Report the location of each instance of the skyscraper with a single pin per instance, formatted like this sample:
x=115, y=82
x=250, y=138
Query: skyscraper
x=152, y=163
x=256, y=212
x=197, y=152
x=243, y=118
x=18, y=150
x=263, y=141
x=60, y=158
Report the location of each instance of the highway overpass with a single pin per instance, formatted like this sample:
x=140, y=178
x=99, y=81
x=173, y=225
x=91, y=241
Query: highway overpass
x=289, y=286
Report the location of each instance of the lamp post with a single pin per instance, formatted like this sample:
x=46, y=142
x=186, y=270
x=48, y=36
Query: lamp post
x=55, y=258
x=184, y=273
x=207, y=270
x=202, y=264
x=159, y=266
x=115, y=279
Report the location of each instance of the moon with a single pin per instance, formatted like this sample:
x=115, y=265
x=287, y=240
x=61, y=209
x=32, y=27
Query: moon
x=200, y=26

ACTION ITEM |
What is needed is an exact transcription of every entry.

TASK OUTPUT |
Report the location of each instance of the skyscraper with a single pin per instance, formatted like this sample:
x=115, y=82
x=250, y=138
Query: skyscraper
x=152, y=163
x=256, y=212
x=197, y=152
x=243, y=118
x=18, y=150
x=263, y=141
x=60, y=158
Report the location of each instance of the highway overpass with a single pin per instance, formatted like this sample:
x=140, y=178
x=99, y=81
x=173, y=225
x=91, y=241
Query: highway overpass
x=289, y=286
Report the location of each instance of the lamp post with a single pin per instance, formatted like this sample:
x=46, y=142
x=186, y=270
x=48, y=36
Query: lamp post
x=55, y=258
x=184, y=273
x=207, y=270
x=202, y=264
x=159, y=266
x=115, y=279
Report the location of each instance of the moon with a single pin per instance, formatted like this sample:
x=115, y=265
x=287, y=240
x=61, y=209
x=32, y=27
Query: moon
x=200, y=26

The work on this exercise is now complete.